- **Your objective**
Reproduce each of the lines below word for word, and leave the pictures out.

- **Records**
[START]

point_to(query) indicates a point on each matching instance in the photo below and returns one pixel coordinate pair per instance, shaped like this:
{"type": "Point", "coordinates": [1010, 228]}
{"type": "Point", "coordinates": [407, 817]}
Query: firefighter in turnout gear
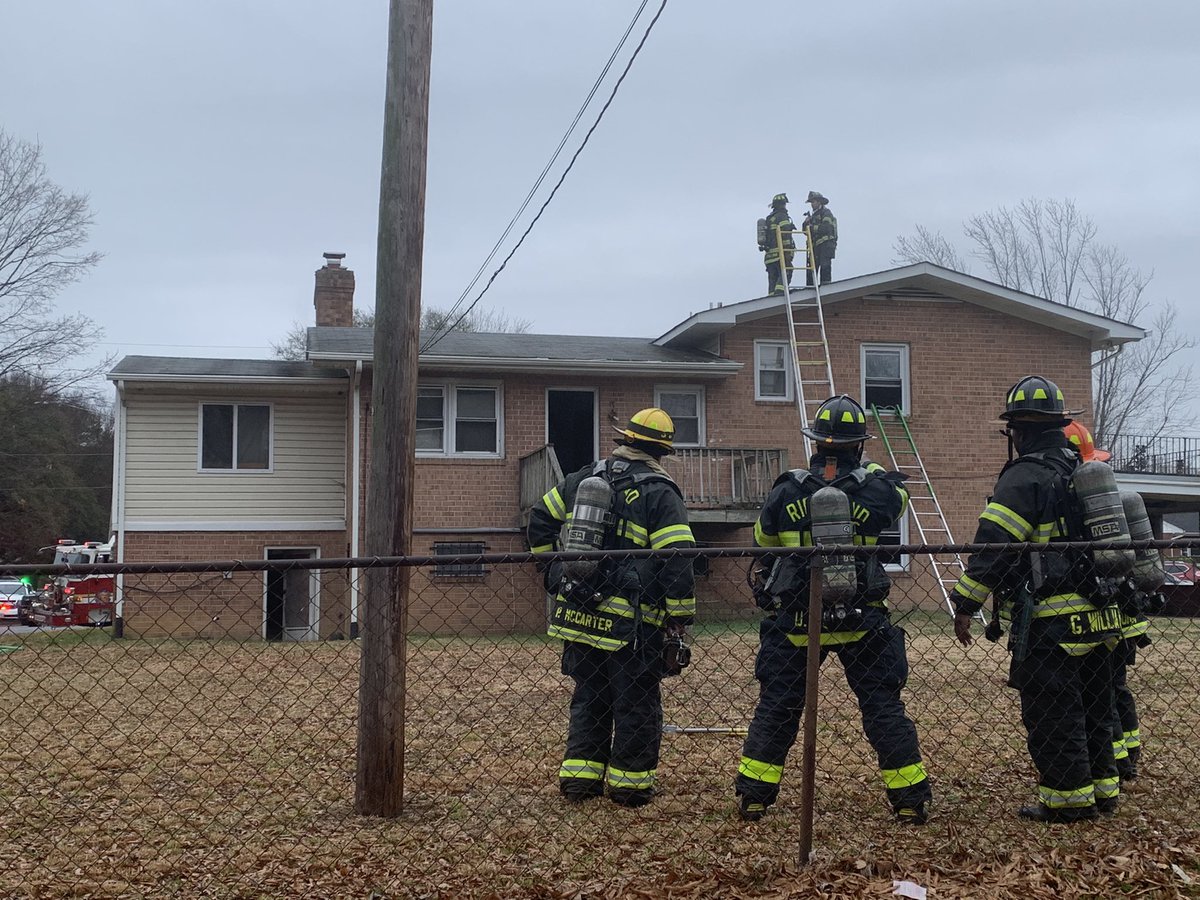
{"type": "Point", "coordinates": [823, 228]}
{"type": "Point", "coordinates": [613, 619]}
{"type": "Point", "coordinates": [1063, 627]}
{"type": "Point", "coordinates": [1138, 597]}
{"type": "Point", "coordinates": [870, 648]}
{"type": "Point", "coordinates": [778, 270]}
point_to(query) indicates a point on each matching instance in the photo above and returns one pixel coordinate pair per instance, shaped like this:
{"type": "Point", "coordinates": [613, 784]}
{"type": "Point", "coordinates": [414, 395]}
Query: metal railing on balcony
{"type": "Point", "coordinates": [724, 477]}
{"type": "Point", "coordinates": [1156, 455]}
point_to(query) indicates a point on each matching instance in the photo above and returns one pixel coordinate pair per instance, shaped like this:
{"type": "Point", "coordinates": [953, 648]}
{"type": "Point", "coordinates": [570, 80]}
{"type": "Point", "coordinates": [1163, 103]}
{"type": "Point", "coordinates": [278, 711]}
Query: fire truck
{"type": "Point", "coordinates": [77, 599]}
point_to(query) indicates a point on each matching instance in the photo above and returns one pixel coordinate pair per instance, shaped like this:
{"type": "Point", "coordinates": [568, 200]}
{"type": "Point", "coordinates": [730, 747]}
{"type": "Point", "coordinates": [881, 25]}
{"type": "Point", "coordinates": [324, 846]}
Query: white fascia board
{"type": "Point", "coordinates": [235, 525]}
{"type": "Point", "coordinates": [1161, 487]}
{"type": "Point", "coordinates": [719, 369]}
{"type": "Point", "coordinates": [1102, 331]}
{"type": "Point", "coordinates": [333, 383]}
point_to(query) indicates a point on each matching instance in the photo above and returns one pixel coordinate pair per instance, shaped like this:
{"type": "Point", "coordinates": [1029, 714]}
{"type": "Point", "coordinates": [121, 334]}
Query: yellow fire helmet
{"type": "Point", "coordinates": [652, 426]}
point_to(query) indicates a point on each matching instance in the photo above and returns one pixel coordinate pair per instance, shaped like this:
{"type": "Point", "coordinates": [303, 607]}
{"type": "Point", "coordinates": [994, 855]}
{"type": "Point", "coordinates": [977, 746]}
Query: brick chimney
{"type": "Point", "coordinates": [334, 294]}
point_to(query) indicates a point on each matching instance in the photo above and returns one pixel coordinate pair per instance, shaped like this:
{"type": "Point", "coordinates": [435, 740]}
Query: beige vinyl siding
{"type": "Point", "coordinates": [306, 481]}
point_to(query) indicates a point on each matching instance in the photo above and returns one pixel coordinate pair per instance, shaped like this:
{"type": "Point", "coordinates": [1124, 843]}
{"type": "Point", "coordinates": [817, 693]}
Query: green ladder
{"type": "Point", "coordinates": [927, 511]}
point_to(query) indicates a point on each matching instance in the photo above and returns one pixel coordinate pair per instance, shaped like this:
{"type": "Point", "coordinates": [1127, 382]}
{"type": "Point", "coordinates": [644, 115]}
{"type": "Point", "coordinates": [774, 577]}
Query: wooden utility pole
{"type": "Point", "coordinates": [379, 784]}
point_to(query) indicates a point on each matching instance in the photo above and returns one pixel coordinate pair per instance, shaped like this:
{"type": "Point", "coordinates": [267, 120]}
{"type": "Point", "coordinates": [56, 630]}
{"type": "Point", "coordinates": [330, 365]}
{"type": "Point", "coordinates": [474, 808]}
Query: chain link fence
{"type": "Point", "coordinates": [204, 745]}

[END]

- **Full response**
point_to(query) indicates a point on each matching instance in the photo below and returns one pixel coordinate pair per instance, shaped like this:
{"type": "Point", "coordinates": [1010, 228]}
{"type": "Point", "coordinates": [407, 817]}
Query: firefighter in turnout gear
{"type": "Point", "coordinates": [823, 228]}
{"type": "Point", "coordinates": [613, 619]}
{"type": "Point", "coordinates": [1063, 627]}
{"type": "Point", "coordinates": [1138, 597]}
{"type": "Point", "coordinates": [870, 648]}
{"type": "Point", "coordinates": [778, 270]}
point_to(query) indicates a point on each matching instance in the photo above and returns one pixel coordinate pair per instance, shaped like this:
{"type": "Point", "coordinates": [613, 784]}
{"type": "Point", "coordinates": [414, 395]}
Query: metal railing on balcony
{"type": "Point", "coordinates": [724, 477]}
{"type": "Point", "coordinates": [1156, 455]}
point_to(query) indicates a point on each matching instance in the photo above and returns one pixel coordinate pair per instance, shaped like this:
{"type": "Point", "coordinates": [953, 648]}
{"type": "Point", "coordinates": [570, 80]}
{"type": "Point", "coordinates": [1163, 103]}
{"type": "Point", "coordinates": [278, 711]}
Query: fire truck
{"type": "Point", "coordinates": [77, 599]}
point_to(query) indicates a point on each matching instance in the photo above and returns one pixel coordinate pair per instance, shaped like this:
{"type": "Point", "coordinates": [568, 200]}
{"type": "Point", "coordinates": [730, 747]}
{"type": "Point", "coordinates": [881, 25]}
{"type": "Point", "coordinates": [324, 846]}
Query: white fascia board
{"type": "Point", "coordinates": [235, 525]}
{"type": "Point", "coordinates": [1161, 487]}
{"type": "Point", "coordinates": [719, 369]}
{"type": "Point", "coordinates": [1102, 331]}
{"type": "Point", "coordinates": [333, 383]}
point_to(query) indicates a point on each matching instance in the photo above and returns one pixel coordinate pair per instance, shaped like this:
{"type": "Point", "coordinates": [1029, 714]}
{"type": "Point", "coordinates": [121, 334]}
Query: yellow fire helmet
{"type": "Point", "coordinates": [652, 426]}
point_to(query) indicates a point on each matching instance in the photo above and returns one pixel coordinate pair per instance, shaped like this:
{"type": "Point", "coordinates": [303, 607]}
{"type": "Point", "coordinates": [994, 855]}
{"type": "Point", "coordinates": [977, 746]}
Query: brick chimney
{"type": "Point", "coordinates": [334, 294]}
point_to(query) indicates a point on each matching instance in the photo above and returns one pixel coordinate pair per instance, shaped like this:
{"type": "Point", "coordinates": [435, 740]}
Query: beige vinyl siding
{"type": "Point", "coordinates": [306, 481]}
point_to(query) indicates a point on each matching instance in the photo above and returns one pixel coordinate pair per instance, shaped like this:
{"type": "Point", "coordinates": [1124, 843]}
{"type": "Point", "coordinates": [817, 693]}
Query: green ladder
{"type": "Point", "coordinates": [927, 511]}
point_to(query) indicates a point on each matching instance in the photo above and returns one pixel coordinate pair per instance, shaped like this:
{"type": "Point", "coordinates": [1127, 382]}
{"type": "Point", "coordinates": [644, 115]}
{"type": "Point", "coordinates": [774, 577]}
Query: wooden utility pole
{"type": "Point", "coordinates": [379, 784]}
point_to(query) indicates a point on each matching instance in the photo above and returns one pixel coordinate pair per instance, shaped like this:
{"type": "Point", "coordinates": [267, 120]}
{"type": "Point", "coordinates": [56, 630]}
{"type": "Point", "coordinates": [330, 365]}
{"type": "Point", "coordinates": [474, 808]}
Query: chain link fence
{"type": "Point", "coordinates": [204, 745]}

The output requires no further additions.